▸ Text under study:
========================

With the camping season now well underway, the Hamad Medical Corporation (HMC) has urged the public to protect themselves from camping-related illnesses and injuries, many of which are treated by the HMC-run Sealine Medical Clinic located in the south of Qatar near Mesaieed City.
The clinic works from 3pm on Thursdays until 5pm on Saturdays and will remain open until mid-April. This will mean that medical care, and specifically, emergency medical services, are available during the busy camping season.
“In addition to being open each weekend, the clinic also provides services during public holidays," Dr Hamid Ghareeb, a consultant at HMC’s Medical Administration Department and medical supervisor of the Sealine Clinic, said.
"We care for patients with both minor health concerns, as well as emergency cases. The clinic is equipped with a helicopter landing area to transfer patients who have urgent medical needs or severe injuries to hospital," he said.
Dr Hamid Ghareeb
“We treat patients with a variety of complaints and ailments that range from fever, abdominal pain, diarrhoea, and cough, as well as more severe conditions, including treatment of wounds and burns, intestinal infections, asthma, bone fractures, and heart attacks,” Ghareeb noted.

========================

▸ List of tasks:
1. Echo the article on the Sealine Medical Clinic word for word, everything from "With the camping" down to "busy camping season.".
2. Write what follows the last sentence of the article on the Sealine Medical Clinic, continuing it from there.
The lines after the article on the Sealine Medical Clinic play no part in the work here.

========================

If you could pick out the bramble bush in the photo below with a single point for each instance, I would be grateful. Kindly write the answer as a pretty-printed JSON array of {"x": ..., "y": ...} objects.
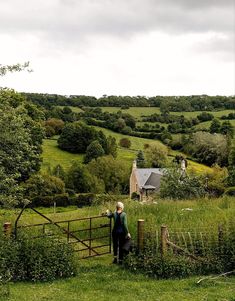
[{"x": 40, "y": 259}]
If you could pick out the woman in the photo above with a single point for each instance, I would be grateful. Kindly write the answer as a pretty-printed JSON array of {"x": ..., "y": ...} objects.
[{"x": 120, "y": 231}]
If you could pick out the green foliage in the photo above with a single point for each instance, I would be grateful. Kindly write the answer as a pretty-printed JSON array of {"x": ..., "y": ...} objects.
[
  {"x": 53, "y": 126},
  {"x": 4, "y": 69},
  {"x": 85, "y": 199},
  {"x": 93, "y": 151},
  {"x": 208, "y": 148},
  {"x": 230, "y": 191},
  {"x": 215, "y": 181},
  {"x": 156, "y": 155},
  {"x": 227, "y": 129},
  {"x": 76, "y": 136},
  {"x": 140, "y": 160},
  {"x": 113, "y": 173},
  {"x": 171, "y": 266},
  {"x": 43, "y": 185},
  {"x": 125, "y": 142},
  {"x": 59, "y": 172},
  {"x": 80, "y": 179},
  {"x": 20, "y": 143},
  {"x": 111, "y": 146},
  {"x": 215, "y": 126},
  {"x": 176, "y": 184},
  {"x": 205, "y": 116},
  {"x": 60, "y": 200},
  {"x": 41, "y": 259}
]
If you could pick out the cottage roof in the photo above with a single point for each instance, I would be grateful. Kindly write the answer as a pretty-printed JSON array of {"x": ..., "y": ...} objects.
[{"x": 149, "y": 177}]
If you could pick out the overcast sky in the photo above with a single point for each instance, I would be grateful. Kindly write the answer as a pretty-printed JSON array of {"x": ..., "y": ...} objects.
[{"x": 120, "y": 47}]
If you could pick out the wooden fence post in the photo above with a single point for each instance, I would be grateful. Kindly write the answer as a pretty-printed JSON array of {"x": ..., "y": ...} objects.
[
  {"x": 140, "y": 232},
  {"x": 7, "y": 229},
  {"x": 163, "y": 239}
]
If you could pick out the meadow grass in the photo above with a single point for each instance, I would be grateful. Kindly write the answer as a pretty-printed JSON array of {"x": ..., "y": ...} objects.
[
  {"x": 99, "y": 280},
  {"x": 53, "y": 156},
  {"x": 137, "y": 143},
  {"x": 136, "y": 112},
  {"x": 203, "y": 213}
]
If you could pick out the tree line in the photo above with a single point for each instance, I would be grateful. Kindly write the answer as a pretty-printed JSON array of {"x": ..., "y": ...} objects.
[{"x": 166, "y": 103}]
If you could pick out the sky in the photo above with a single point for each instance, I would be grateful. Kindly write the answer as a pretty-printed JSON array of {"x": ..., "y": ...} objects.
[{"x": 120, "y": 47}]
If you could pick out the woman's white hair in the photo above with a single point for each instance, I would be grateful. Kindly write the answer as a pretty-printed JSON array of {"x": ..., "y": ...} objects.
[{"x": 120, "y": 205}]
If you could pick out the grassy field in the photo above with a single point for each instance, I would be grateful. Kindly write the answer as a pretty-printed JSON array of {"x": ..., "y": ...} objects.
[
  {"x": 206, "y": 124},
  {"x": 137, "y": 112},
  {"x": 146, "y": 111},
  {"x": 53, "y": 156},
  {"x": 99, "y": 280}
]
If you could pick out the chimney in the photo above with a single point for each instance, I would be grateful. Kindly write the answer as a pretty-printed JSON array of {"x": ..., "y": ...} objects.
[{"x": 134, "y": 165}]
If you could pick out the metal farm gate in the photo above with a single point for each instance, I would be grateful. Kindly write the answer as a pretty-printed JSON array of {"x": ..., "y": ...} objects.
[{"x": 90, "y": 236}]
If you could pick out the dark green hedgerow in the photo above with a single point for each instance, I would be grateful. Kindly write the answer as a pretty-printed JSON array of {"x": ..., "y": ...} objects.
[
  {"x": 40, "y": 259},
  {"x": 219, "y": 258}
]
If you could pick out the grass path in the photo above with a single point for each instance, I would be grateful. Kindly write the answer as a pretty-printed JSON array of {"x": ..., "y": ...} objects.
[{"x": 99, "y": 280}]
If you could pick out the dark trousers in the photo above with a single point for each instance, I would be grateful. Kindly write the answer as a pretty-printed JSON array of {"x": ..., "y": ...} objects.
[{"x": 118, "y": 242}]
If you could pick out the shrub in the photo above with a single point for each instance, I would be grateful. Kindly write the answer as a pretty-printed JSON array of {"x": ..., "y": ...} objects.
[
  {"x": 43, "y": 185},
  {"x": 230, "y": 191},
  {"x": 178, "y": 185},
  {"x": 135, "y": 196},
  {"x": 40, "y": 259},
  {"x": 85, "y": 199},
  {"x": 125, "y": 142}
]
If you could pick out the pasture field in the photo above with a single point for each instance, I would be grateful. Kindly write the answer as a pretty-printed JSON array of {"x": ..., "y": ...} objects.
[
  {"x": 206, "y": 124},
  {"x": 136, "y": 142},
  {"x": 53, "y": 156},
  {"x": 98, "y": 280},
  {"x": 136, "y": 112},
  {"x": 204, "y": 213}
]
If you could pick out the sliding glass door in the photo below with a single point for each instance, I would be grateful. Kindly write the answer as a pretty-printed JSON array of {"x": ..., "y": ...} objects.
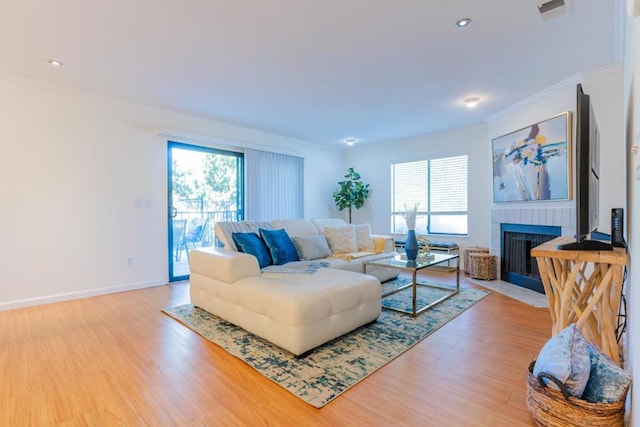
[{"x": 205, "y": 186}]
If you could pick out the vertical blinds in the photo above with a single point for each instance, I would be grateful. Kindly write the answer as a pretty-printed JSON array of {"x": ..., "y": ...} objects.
[{"x": 275, "y": 185}]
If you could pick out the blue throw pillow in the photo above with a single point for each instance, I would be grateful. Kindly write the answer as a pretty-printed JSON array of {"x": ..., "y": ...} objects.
[
  {"x": 608, "y": 383},
  {"x": 280, "y": 246},
  {"x": 252, "y": 244},
  {"x": 565, "y": 357}
]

========================

▸ Answers by item number:
1.
With the camping season now well underway, the Hamad Medical Corporation (HMC) has urged the public to protect themselves from camping-related illnesses and injuries, many of which are treated by the HMC-run Sealine Medical Clinic located in the south of Qatar near Mesaieed City.
The clinic works from 3pm on Thursdays until 5pm on Saturdays and will remain open until mid-April. This will mean that medical care, and specifically, emergency medical services, are available during the busy camping season.

2.
Ghareeb said it was important for campers to take proactive steps to prevent accidents, noting the importance of not burning coal or firewood, or using gas-powered generators or portable gas camp stoves in enclosed spaces, including inside tents. He said barbecues, gas cookers, and heaters can give off carbon monoxide and are a leading cause of carbon-monoxide related poisoning.
“Carbon monoxide poisoning is so dangerous because the signs and symptoms can be easy to miss. Many people with mild carbon monoxide poisoning think they have food poisoning or the flu and dismiss the symptoms.
“Symptoms of carbon monoxide can include headaches, dizziness, disorientation, nausea, and fatigue. Some individuals may also experience chest pain, especially those with coronary heart disease. Symptoms can start to appear within five to 20 minutes of exposure,” Ghareeb warned.
He recommends only using approved heating devices, which he said can be easily identified as they include an approval number or mark. He also recommends having a separate area for cooking, with a minimum distance of 5m between a tent or camper and fire pit.
He also recommends that outdoor fireplaces or fire pits are at least 60cm deep and says campers should use fire retardant tents and ensure they have a fire extinguisher, fire blanket, and a basic first-aid kit that includes antiseptics, disinfectants and burn care supplies.
Officials from HMC are also reminding the public about the risks of unsafe ATV use, noting that in December and January there is traditionally an increase in the number of patients injured while riding such vehicles.
Saleh al-Mejareh al-Marri, operations manager for HMC’s Ambulance Service, said many of the victims of ATV accidents are children under the age of 18. He said all ATV drivers and passengers should be fully-clothed, wearing goggles, gloves, and boots, and using a helmet every time they operate an ATV.
Saleh al-Mejareh al-Marri
Al-Marri noted that during the camping season, in addition to its regular round-the-clock emergency coverage in the Sealine area, the Ambulance Service has added two ambulances and two 4x4 emergency vehicles, which will be permanently stationed in the area.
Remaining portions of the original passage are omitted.